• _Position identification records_

■ ■ ■ ■

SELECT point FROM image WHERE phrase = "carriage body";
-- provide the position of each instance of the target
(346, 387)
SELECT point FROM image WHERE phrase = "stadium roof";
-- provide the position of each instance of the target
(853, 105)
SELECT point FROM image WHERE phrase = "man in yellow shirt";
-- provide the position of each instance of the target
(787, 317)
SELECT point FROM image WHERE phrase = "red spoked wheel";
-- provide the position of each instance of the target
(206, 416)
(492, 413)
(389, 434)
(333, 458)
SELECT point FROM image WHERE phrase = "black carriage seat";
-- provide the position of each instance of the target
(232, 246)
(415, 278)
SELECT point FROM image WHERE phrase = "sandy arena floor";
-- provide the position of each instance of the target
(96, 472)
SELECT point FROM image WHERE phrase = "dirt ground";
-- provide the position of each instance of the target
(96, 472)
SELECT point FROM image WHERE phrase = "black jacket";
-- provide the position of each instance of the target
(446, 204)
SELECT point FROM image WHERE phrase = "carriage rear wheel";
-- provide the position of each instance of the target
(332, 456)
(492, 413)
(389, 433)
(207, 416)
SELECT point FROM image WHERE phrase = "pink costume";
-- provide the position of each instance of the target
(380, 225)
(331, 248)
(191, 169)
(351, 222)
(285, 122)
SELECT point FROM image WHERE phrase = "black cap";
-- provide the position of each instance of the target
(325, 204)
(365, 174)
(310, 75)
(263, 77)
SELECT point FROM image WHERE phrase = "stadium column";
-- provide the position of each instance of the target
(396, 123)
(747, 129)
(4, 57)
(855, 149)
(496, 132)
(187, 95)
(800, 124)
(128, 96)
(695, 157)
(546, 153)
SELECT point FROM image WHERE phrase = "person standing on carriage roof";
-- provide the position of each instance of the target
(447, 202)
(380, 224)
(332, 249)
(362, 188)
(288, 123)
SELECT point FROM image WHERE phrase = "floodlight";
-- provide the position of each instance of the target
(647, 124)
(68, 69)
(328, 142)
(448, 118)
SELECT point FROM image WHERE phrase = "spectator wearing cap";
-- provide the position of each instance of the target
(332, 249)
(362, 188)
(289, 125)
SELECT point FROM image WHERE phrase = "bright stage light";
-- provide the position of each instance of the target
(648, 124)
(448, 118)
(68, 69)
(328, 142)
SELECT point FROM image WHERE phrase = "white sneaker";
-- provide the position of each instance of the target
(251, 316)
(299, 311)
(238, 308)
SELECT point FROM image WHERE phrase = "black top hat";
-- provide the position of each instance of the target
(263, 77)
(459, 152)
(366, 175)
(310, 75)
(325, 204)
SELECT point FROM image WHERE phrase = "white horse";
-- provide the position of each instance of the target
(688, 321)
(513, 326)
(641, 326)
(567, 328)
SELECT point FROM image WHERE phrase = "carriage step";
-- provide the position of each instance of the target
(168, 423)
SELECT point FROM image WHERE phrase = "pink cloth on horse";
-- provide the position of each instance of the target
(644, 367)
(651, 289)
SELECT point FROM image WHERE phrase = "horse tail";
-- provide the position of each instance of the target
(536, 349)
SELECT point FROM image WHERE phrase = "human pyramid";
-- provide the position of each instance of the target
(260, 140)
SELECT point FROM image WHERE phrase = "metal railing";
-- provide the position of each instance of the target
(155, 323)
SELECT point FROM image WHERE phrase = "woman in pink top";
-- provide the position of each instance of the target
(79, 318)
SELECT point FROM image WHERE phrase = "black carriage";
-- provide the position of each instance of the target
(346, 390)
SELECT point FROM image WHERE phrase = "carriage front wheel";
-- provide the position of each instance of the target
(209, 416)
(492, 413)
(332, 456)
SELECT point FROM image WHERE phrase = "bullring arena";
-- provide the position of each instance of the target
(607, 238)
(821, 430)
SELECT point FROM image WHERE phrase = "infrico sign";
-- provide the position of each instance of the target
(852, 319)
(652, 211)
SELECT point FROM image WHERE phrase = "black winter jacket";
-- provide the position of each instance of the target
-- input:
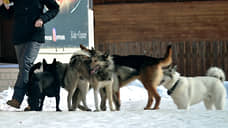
(25, 13)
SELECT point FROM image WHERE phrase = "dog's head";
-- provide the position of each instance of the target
(101, 62)
(81, 63)
(169, 74)
(49, 67)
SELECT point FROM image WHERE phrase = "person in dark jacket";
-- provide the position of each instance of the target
(28, 35)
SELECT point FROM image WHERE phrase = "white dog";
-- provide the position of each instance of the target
(187, 91)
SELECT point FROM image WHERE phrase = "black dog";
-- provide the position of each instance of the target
(43, 84)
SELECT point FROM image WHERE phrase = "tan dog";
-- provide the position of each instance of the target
(148, 71)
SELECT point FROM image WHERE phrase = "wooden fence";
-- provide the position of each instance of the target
(193, 58)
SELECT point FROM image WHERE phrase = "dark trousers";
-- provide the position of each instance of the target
(26, 54)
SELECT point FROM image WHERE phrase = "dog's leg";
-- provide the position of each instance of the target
(57, 100)
(96, 98)
(157, 97)
(83, 97)
(69, 99)
(41, 102)
(109, 94)
(103, 99)
(150, 100)
(150, 95)
(116, 98)
(76, 99)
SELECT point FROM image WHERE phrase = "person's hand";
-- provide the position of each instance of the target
(5, 4)
(1, 2)
(39, 23)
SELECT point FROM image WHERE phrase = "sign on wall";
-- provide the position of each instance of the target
(70, 27)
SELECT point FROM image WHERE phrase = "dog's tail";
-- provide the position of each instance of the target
(167, 60)
(217, 73)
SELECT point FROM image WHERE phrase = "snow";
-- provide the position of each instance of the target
(131, 115)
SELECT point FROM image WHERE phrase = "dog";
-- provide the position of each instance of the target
(76, 77)
(187, 91)
(147, 69)
(42, 84)
(102, 76)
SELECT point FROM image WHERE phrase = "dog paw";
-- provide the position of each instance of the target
(58, 110)
(28, 108)
(96, 110)
(147, 108)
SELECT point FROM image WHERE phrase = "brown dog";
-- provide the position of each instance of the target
(147, 69)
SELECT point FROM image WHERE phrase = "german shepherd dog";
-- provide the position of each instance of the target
(42, 84)
(145, 68)
(76, 77)
(102, 76)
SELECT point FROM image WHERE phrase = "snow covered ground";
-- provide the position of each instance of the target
(132, 115)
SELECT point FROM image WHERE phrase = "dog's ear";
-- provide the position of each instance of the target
(84, 48)
(54, 61)
(175, 68)
(106, 54)
(44, 62)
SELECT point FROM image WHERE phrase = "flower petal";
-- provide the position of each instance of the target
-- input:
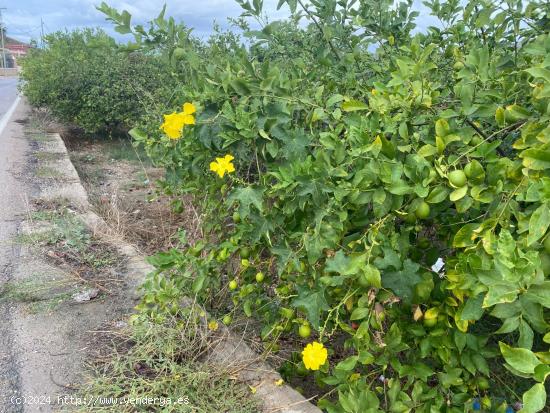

■ ■ ■ ■

Show every line of the records that contains the string "stadium".

• _WRITTEN ANSWER_
SELECT point FROM image WHERE phrase = "stadium roof";
SELECT point FROM image WHERE phrase = "stadium column";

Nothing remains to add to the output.